===== Task data =====

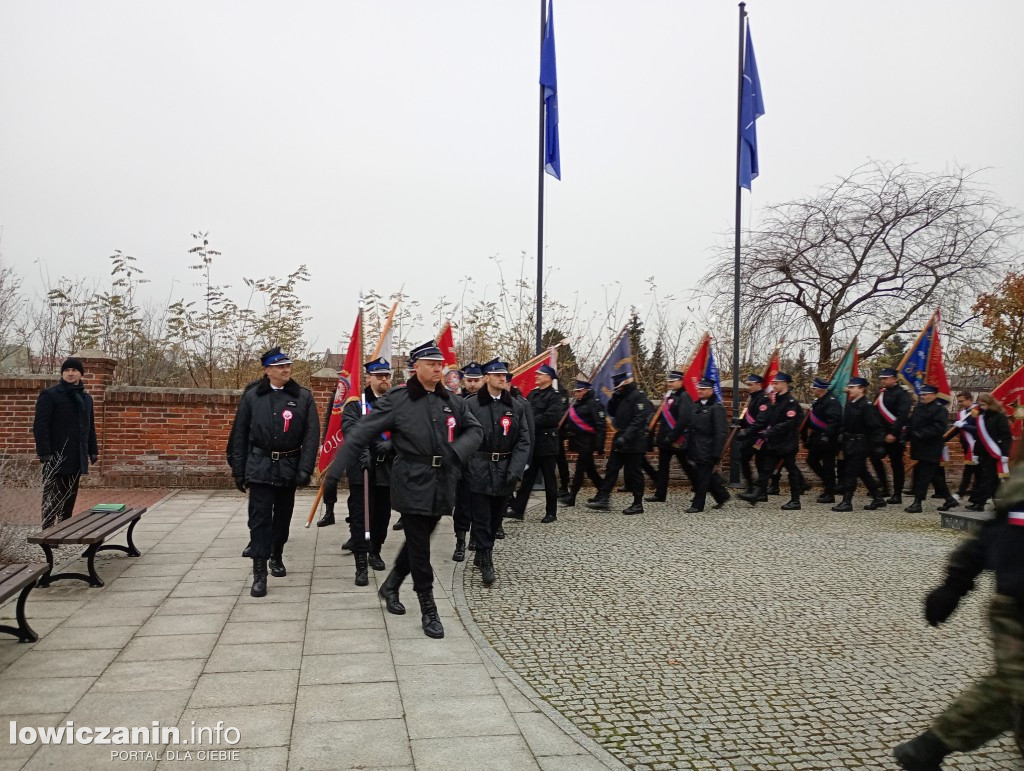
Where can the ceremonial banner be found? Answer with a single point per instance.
(450, 375)
(923, 361)
(349, 387)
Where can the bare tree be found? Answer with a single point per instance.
(871, 255)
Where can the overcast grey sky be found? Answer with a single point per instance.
(392, 141)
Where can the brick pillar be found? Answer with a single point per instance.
(98, 377)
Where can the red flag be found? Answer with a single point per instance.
(349, 387)
(450, 375)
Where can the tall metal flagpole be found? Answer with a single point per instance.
(734, 467)
(540, 208)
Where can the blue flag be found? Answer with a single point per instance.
(619, 360)
(752, 106)
(552, 162)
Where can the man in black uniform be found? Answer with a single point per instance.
(373, 465)
(992, 704)
(781, 443)
(752, 425)
(546, 404)
(631, 412)
(472, 381)
(894, 404)
(821, 437)
(705, 443)
(433, 434)
(274, 445)
(861, 437)
(670, 436)
(927, 427)
(586, 427)
(499, 463)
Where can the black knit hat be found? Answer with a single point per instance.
(73, 363)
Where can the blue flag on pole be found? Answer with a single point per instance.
(752, 106)
(552, 162)
(620, 359)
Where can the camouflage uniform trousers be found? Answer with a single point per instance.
(993, 704)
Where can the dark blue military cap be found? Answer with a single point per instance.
(621, 377)
(378, 367)
(496, 367)
(426, 352)
(274, 357)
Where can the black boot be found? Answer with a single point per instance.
(278, 569)
(922, 754)
(487, 567)
(389, 593)
(375, 558)
(431, 624)
(328, 518)
(259, 577)
(460, 546)
(361, 579)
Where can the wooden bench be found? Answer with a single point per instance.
(14, 579)
(92, 528)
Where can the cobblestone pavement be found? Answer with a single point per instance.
(736, 639)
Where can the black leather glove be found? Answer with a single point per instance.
(941, 602)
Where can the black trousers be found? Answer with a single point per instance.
(630, 463)
(894, 452)
(665, 456)
(585, 468)
(821, 460)
(487, 513)
(414, 557)
(706, 479)
(380, 517)
(969, 479)
(269, 517)
(539, 465)
(59, 494)
(855, 467)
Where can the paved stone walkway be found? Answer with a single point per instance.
(736, 639)
(314, 676)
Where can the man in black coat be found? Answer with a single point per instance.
(65, 430)
(821, 437)
(586, 427)
(274, 444)
(705, 443)
(780, 443)
(499, 463)
(546, 404)
(894, 404)
(927, 426)
(433, 434)
(860, 438)
(373, 466)
(631, 412)
(670, 435)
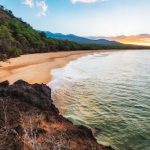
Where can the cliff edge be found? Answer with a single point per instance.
(30, 121)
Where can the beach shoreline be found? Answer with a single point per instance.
(36, 68)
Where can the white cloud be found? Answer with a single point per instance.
(44, 7)
(86, 1)
(41, 4)
(29, 3)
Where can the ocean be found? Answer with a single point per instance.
(110, 93)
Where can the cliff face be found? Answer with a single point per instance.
(30, 121)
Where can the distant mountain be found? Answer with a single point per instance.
(141, 39)
(78, 39)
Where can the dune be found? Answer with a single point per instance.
(36, 68)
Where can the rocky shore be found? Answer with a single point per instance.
(30, 121)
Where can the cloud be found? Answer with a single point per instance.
(44, 7)
(29, 3)
(37, 4)
(86, 1)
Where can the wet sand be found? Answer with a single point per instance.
(36, 68)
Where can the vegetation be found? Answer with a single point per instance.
(17, 37)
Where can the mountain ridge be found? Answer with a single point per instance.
(80, 39)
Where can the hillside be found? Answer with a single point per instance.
(18, 37)
(79, 39)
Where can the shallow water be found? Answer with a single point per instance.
(110, 93)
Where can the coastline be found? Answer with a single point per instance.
(36, 68)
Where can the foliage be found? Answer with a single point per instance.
(17, 37)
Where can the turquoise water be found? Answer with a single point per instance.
(110, 93)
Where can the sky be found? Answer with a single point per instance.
(84, 17)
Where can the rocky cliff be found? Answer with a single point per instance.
(30, 121)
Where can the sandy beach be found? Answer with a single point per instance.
(36, 68)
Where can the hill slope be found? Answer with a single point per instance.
(17, 37)
(79, 39)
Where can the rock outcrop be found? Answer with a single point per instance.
(30, 121)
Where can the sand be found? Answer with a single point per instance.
(36, 68)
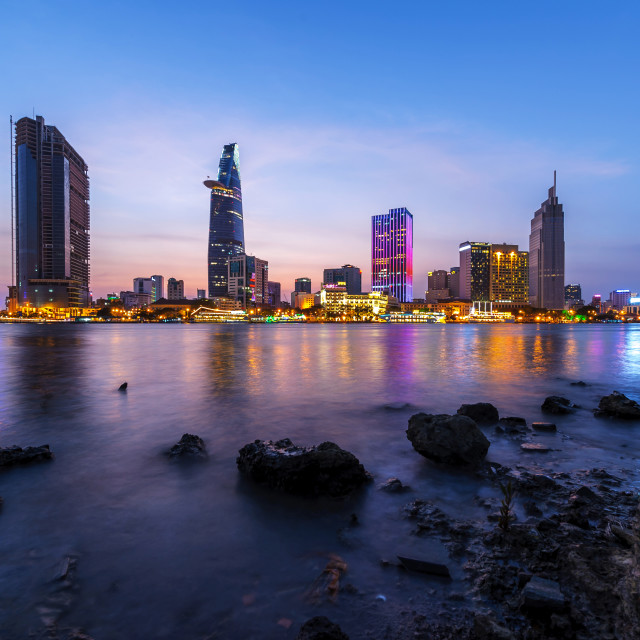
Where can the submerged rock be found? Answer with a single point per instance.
(321, 628)
(189, 446)
(557, 405)
(392, 485)
(541, 594)
(618, 406)
(453, 440)
(325, 469)
(10, 456)
(480, 412)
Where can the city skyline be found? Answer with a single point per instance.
(474, 161)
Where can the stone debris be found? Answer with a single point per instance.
(454, 440)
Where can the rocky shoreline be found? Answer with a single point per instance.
(570, 568)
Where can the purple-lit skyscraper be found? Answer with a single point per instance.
(392, 253)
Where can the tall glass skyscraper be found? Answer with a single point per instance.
(52, 218)
(546, 254)
(392, 253)
(226, 226)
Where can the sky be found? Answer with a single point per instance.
(459, 111)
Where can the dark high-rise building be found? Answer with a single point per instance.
(226, 226)
(392, 253)
(303, 285)
(475, 271)
(347, 274)
(546, 254)
(437, 280)
(52, 218)
(275, 293)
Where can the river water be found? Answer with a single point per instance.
(167, 550)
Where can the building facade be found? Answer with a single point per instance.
(275, 294)
(52, 218)
(226, 223)
(475, 270)
(248, 279)
(546, 254)
(509, 274)
(175, 289)
(392, 254)
(347, 274)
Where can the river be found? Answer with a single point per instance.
(166, 550)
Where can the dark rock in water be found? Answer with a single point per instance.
(534, 446)
(513, 421)
(10, 456)
(189, 446)
(392, 485)
(557, 405)
(618, 406)
(321, 628)
(325, 469)
(543, 426)
(396, 406)
(480, 412)
(454, 440)
(542, 595)
(424, 566)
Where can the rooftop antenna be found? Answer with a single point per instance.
(13, 246)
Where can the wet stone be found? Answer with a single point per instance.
(543, 426)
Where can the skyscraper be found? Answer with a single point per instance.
(348, 274)
(475, 269)
(248, 279)
(226, 226)
(52, 218)
(303, 285)
(392, 253)
(546, 254)
(509, 274)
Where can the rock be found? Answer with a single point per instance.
(540, 594)
(534, 446)
(557, 405)
(480, 412)
(618, 406)
(325, 469)
(513, 421)
(544, 426)
(424, 566)
(189, 446)
(10, 456)
(396, 406)
(453, 440)
(392, 485)
(321, 628)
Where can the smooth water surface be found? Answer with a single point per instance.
(169, 550)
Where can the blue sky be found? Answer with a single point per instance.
(459, 111)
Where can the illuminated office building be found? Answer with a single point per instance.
(392, 254)
(52, 218)
(475, 270)
(348, 274)
(226, 226)
(248, 279)
(546, 254)
(509, 274)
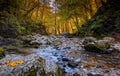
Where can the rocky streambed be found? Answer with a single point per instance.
(60, 56)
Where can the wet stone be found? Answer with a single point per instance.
(72, 64)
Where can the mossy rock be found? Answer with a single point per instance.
(96, 48)
(2, 53)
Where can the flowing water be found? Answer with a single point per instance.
(77, 62)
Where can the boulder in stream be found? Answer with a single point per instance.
(99, 46)
(30, 65)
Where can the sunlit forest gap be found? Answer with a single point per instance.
(51, 16)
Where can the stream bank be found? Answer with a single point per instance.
(68, 54)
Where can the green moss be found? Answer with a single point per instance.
(2, 52)
(97, 48)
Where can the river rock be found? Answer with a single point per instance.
(2, 53)
(99, 46)
(32, 65)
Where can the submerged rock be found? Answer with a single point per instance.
(2, 53)
(31, 65)
(99, 46)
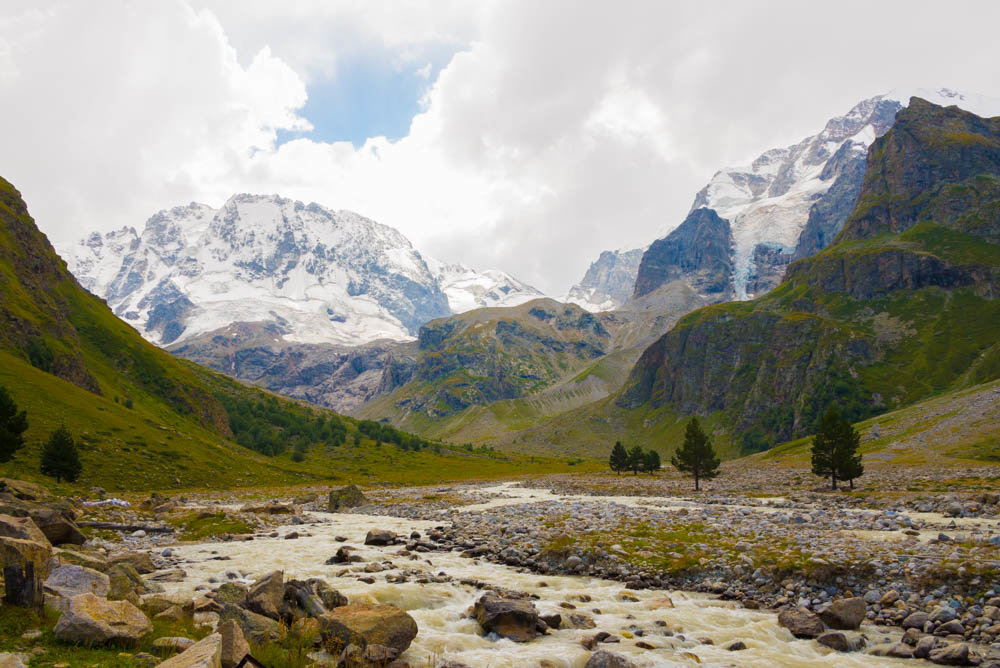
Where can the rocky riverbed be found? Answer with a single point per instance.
(608, 570)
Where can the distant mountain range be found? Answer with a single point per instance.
(316, 275)
(749, 222)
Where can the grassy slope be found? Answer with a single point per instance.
(955, 428)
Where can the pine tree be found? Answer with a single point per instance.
(60, 458)
(825, 453)
(696, 456)
(13, 424)
(618, 461)
(636, 459)
(651, 463)
(848, 459)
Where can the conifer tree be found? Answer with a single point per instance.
(13, 424)
(60, 458)
(636, 459)
(651, 463)
(618, 460)
(696, 456)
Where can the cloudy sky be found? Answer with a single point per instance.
(526, 136)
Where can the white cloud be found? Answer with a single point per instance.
(558, 129)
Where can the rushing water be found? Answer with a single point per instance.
(441, 609)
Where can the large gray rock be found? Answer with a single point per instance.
(234, 644)
(206, 653)
(70, 580)
(802, 623)
(258, 628)
(512, 618)
(845, 614)
(266, 595)
(952, 655)
(91, 620)
(365, 624)
(345, 497)
(605, 659)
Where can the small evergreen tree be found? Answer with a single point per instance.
(60, 458)
(848, 459)
(825, 447)
(696, 456)
(619, 458)
(636, 460)
(651, 463)
(13, 424)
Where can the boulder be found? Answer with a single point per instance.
(257, 628)
(231, 593)
(140, 561)
(364, 624)
(844, 614)
(265, 596)
(345, 497)
(512, 618)
(170, 645)
(331, 597)
(605, 659)
(952, 655)
(802, 623)
(69, 580)
(206, 653)
(23, 528)
(91, 620)
(234, 644)
(380, 537)
(18, 551)
(916, 620)
(66, 556)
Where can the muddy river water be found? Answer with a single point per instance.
(441, 609)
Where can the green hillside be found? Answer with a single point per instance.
(903, 307)
(146, 420)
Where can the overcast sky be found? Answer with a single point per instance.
(526, 136)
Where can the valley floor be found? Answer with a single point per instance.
(637, 565)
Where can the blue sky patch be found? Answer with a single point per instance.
(368, 96)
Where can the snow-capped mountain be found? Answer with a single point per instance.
(790, 202)
(321, 276)
(609, 281)
(468, 289)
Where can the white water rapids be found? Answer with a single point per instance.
(441, 609)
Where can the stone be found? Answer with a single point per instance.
(257, 628)
(835, 640)
(380, 537)
(952, 655)
(802, 623)
(845, 614)
(12, 660)
(511, 618)
(69, 580)
(364, 624)
(231, 593)
(140, 561)
(605, 659)
(345, 497)
(169, 645)
(266, 594)
(206, 653)
(89, 619)
(19, 551)
(234, 643)
(916, 620)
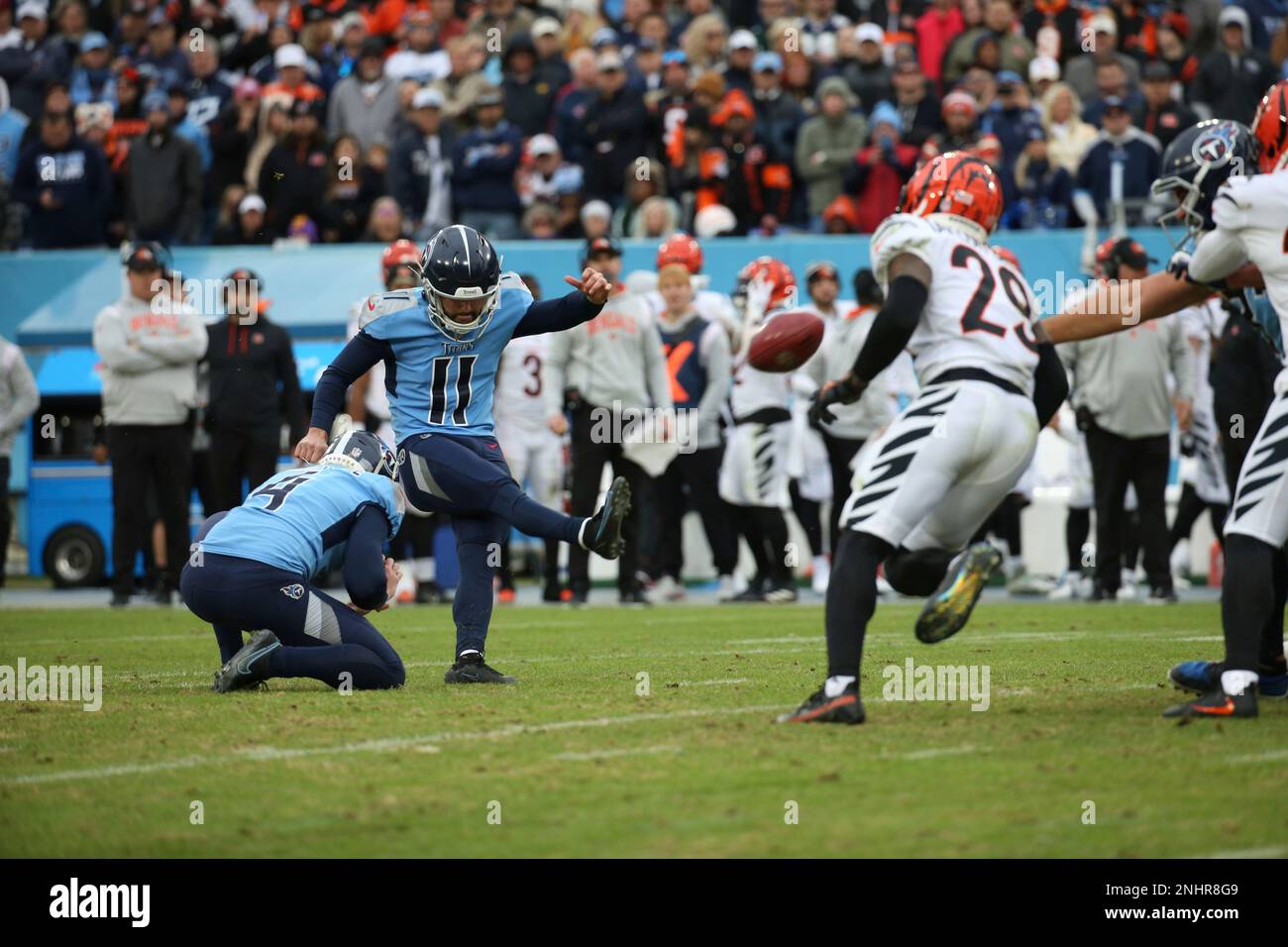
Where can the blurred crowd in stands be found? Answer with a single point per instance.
(249, 121)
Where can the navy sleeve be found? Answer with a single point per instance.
(557, 315)
(353, 363)
(365, 558)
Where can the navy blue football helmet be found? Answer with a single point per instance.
(1196, 165)
(361, 451)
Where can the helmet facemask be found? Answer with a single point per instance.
(452, 326)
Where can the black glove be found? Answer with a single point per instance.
(844, 392)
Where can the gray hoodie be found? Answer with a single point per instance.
(150, 360)
(18, 394)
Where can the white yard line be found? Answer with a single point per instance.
(1270, 852)
(271, 754)
(934, 753)
(616, 754)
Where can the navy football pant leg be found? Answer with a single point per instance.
(478, 543)
(351, 651)
(239, 595)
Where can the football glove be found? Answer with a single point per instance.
(846, 390)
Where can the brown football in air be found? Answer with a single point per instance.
(786, 342)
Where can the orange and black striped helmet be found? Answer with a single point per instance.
(956, 183)
(1270, 129)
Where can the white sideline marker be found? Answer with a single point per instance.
(270, 753)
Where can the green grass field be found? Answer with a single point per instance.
(578, 763)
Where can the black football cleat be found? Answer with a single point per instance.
(249, 667)
(845, 707)
(948, 608)
(471, 669)
(603, 531)
(1216, 703)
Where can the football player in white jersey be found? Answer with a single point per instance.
(533, 453)
(961, 445)
(1247, 223)
(369, 407)
(1202, 471)
(754, 471)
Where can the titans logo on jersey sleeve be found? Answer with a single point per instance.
(437, 382)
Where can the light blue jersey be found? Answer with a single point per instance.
(299, 521)
(437, 382)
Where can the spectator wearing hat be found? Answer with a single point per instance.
(254, 390)
(1233, 76)
(34, 60)
(150, 347)
(1120, 169)
(483, 165)
(827, 144)
(603, 371)
(295, 171)
(232, 134)
(879, 171)
(1112, 82)
(1125, 403)
(572, 103)
(464, 81)
(936, 29)
(614, 131)
(1068, 136)
(1042, 188)
(91, 77)
(867, 72)
(917, 106)
(1173, 29)
(209, 89)
(643, 183)
(64, 183)
(505, 16)
(420, 56)
(1159, 114)
(704, 42)
(365, 103)
(739, 63)
(552, 64)
(1014, 50)
(184, 127)
(742, 172)
(342, 58)
(1054, 27)
(1012, 119)
(290, 82)
(130, 33)
(595, 219)
(162, 53)
(778, 116)
(162, 183)
(528, 97)
(420, 166)
(960, 114)
(1080, 72)
(820, 27)
(249, 230)
(1043, 69)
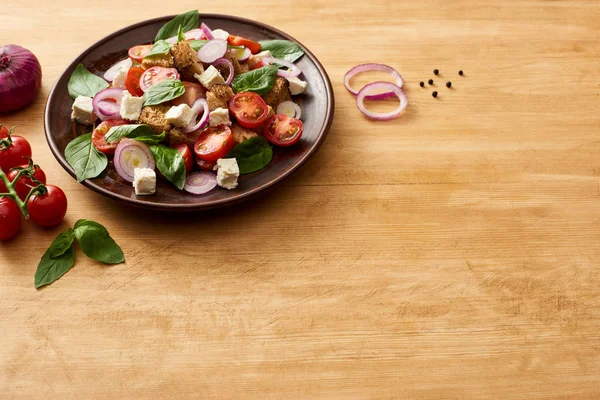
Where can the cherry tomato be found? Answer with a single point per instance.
(249, 109)
(10, 218)
(48, 209)
(154, 75)
(214, 143)
(193, 91)
(101, 130)
(282, 130)
(15, 154)
(241, 41)
(186, 153)
(23, 185)
(137, 53)
(132, 81)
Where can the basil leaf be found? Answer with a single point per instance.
(163, 91)
(252, 154)
(84, 83)
(170, 163)
(82, 155)
(50, 269)
(96, 243)
(62, 243)
(160, 47)
(283, 49)
(188, 21)
(259, 81)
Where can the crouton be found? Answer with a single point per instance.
(186, 60)
(241, 134)
(158, 60)
(279, 93)
(154, 116)
(218, 97)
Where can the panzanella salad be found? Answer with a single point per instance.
(201, 106)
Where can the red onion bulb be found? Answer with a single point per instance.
(20, 77)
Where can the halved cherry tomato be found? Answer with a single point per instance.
(242, 41)
(132, 81)
(193, 91)
(214, 143)
(137, 53)
(154, 75)
(249, 109)
(282, 130)
(101, 130)
(186, 153)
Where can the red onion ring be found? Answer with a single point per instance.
(200, 182)
(131, 154)
(295, 71)
(229, 65)
(372, 67)
(389, 87)
(198, 106)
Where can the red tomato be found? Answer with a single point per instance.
(137, 53)
(282, 130)
(186, 153)
(154, 75)
(99, 133)
(193, 91)
(132, 81)
(249, 109)
(214, 143)
(10, 218)
(48, 209)
(23, 185)
(15, 154)
(241, 41)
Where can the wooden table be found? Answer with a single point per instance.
(449, 254)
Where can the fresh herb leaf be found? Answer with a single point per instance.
(252, 154)
(163, 91)
(82, 155)
(259, 81)
(96, 243)
(84, 83)
(50, 269)
(160, 47)
(187, 21)
(170, 163)
(283, 49)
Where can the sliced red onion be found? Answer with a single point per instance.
(207, 32)
(212, 51)
(290, 109)
(387, 87)
(131, 154)
(224, 61)
(107, 103)
(200, 182)
(293, 72)
(372, 67)
(114, 70)
(199, 106)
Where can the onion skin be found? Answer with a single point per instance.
(20, 77)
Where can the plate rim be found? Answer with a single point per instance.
(214, 203)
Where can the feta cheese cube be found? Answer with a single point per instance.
(144, 181)
(297, 86)
(131, 106)
(180, 115)
(227, 173)
(210, 77)
(219, 116)
(83, 111)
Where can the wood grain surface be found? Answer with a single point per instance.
(449, 254)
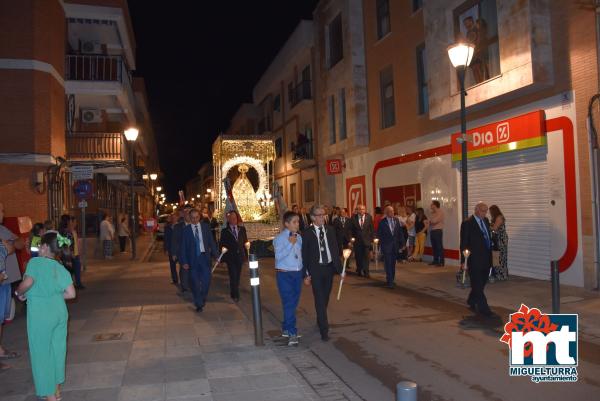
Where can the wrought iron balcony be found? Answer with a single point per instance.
(301, 92)
(94, 67)
(100, 146)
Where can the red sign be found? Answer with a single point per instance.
(334, 166)
(516, 133)
(355, 192)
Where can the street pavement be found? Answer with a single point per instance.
(422, 332)
(132, 338)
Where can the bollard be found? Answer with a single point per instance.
(256, 307)
(555, 286)
(406, 391)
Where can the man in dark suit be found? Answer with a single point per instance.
(233, 237)
(304, 219)
(321, 259)
(197, 248)
(362, 230)
(475, 235)
(391, 239)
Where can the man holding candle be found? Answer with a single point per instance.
(234, 238)
(197, 248)
(475, 236)
(321, 258)
(288, 270)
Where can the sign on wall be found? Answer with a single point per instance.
(522, 132)
(334, 166)
(355, 192)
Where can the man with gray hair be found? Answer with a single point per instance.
(320, 259)
(476, 236)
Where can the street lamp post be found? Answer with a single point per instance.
(131, 134)
(460, 56)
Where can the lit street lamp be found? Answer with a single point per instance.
(131, 134)
(460, 56)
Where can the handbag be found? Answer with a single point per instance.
(495, 258)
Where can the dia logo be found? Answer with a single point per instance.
(542, 346)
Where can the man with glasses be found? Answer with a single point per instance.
(476, 236)
(320, 258)
(197, 248)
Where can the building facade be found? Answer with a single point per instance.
(533, 73)
(66, 67)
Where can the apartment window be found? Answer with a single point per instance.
(342, 104)
(422, 80)
(309, 190)
(331, 105)
(277, 103)
(293, 193)
(334, 45)
(386, 84)
(383, 18)
(476, 21)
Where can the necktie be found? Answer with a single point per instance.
(485, 234)
(324, 258)
(197, 235)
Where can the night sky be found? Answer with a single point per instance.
(200, 61)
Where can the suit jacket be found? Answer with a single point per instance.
(303, 225)
(390, 242)
(188, 249)
(177, 237)
(364, 235)
(236, 251)
(311, 250)
(471, 238)
(343, 231)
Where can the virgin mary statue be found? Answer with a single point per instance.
(245, 196)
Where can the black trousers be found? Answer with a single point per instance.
(122, 243)
(322, 281)
(235, 271)
(479, 277)
(362, 258)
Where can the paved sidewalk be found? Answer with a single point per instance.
(131, 338)
(504, 296)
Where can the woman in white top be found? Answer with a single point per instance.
(123, 234)
(107, 235)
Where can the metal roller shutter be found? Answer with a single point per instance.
(517, 183)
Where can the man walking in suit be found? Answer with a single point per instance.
(233, 237)
(197, 248)
(363, 233)
(391, 239)
(475, 235)
(321, 258)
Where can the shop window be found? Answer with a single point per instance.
(386, 82)
(309, 190)
(476, 21)
(293, 193)
(332, 133)
(422, 80)
(334, 44)
(383, 18)
(342, 105)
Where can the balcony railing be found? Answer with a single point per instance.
(101, 146)
(94, 67)
(301, 92)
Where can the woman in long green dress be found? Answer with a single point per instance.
(45, 286)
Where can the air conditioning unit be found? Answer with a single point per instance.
(91, 116)
(91, 47)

=====

Exercise brief: Please return the lines of the listing above unchanged, starting with the line that contains "Where can the green grass" and going on through the line that contains "(1216, 703)", both included.

Written solution:
Where can the green grass field be found? Answer with a single point per instance.
(578, 763)
Where can the black football cleat be found? Answer with a single point per instance.
(249, 667)
(845, 707)
(948, 608)
(471, 669)
(603, 531)
(1216, 703)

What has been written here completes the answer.